▶ _Task to complete_: Copy every line from the one containing "Where can the white cutting" through the end of the material, requests included, and raise each coordinate value in the answers by 75.

▶ _Data section_:

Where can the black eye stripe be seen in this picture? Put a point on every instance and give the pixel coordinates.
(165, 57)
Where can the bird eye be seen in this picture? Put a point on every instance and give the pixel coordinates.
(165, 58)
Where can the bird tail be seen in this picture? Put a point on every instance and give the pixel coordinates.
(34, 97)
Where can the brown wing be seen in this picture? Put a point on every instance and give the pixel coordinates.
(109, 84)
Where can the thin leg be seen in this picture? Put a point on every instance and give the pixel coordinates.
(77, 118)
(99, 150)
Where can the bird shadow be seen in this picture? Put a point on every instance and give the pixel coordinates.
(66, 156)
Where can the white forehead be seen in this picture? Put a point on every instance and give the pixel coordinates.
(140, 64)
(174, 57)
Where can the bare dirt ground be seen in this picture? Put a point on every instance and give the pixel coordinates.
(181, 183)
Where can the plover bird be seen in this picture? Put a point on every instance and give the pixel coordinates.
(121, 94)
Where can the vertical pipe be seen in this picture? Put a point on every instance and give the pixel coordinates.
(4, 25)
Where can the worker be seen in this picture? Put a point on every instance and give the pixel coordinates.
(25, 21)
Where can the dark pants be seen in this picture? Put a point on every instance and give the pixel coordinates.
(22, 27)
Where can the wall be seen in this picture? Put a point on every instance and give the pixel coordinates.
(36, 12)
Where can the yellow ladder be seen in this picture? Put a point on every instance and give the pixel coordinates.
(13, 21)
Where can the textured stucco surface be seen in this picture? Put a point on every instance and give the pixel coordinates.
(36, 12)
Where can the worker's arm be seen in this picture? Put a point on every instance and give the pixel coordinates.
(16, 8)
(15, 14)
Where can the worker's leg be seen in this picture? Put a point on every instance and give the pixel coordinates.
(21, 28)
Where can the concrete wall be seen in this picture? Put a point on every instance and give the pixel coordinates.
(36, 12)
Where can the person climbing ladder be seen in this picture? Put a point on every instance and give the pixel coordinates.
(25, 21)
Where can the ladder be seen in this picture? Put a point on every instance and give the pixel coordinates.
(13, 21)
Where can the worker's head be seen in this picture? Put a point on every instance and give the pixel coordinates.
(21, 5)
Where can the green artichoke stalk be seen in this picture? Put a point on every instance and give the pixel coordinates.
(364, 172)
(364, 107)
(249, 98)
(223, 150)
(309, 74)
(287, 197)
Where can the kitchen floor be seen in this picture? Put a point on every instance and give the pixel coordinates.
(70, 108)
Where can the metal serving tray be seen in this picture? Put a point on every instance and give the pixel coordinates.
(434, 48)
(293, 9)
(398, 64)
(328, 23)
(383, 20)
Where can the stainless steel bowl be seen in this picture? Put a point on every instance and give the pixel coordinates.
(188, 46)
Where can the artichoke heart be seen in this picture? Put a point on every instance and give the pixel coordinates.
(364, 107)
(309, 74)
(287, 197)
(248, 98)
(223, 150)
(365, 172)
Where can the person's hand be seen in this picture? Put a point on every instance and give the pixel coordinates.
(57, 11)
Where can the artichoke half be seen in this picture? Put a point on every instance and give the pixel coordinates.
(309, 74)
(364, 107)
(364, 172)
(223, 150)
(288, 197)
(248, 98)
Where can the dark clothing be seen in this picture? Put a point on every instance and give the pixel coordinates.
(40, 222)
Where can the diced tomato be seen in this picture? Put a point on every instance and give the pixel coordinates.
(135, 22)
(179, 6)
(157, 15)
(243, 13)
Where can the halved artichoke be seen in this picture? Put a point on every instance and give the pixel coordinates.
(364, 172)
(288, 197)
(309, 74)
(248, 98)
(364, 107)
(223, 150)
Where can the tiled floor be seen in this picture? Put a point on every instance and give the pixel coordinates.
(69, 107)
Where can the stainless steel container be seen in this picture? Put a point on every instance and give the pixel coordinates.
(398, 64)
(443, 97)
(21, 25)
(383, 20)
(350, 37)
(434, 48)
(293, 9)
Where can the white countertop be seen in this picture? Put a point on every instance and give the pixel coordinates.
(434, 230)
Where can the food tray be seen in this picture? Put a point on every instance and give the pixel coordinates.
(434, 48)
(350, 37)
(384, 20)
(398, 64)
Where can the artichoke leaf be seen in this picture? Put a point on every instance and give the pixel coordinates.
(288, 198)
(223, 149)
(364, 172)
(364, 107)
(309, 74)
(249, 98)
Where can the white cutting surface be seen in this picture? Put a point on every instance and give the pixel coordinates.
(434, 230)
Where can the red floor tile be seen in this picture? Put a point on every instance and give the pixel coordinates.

▶ _Solution to the exercise_:
Where can the white cutting surface be seen in this picture? Put a point on every instance and give the pixel coordinates.
(509, 305)
Where can the red floor tile be seen in this picture? Put a point on every instance and give the pixel coordinates.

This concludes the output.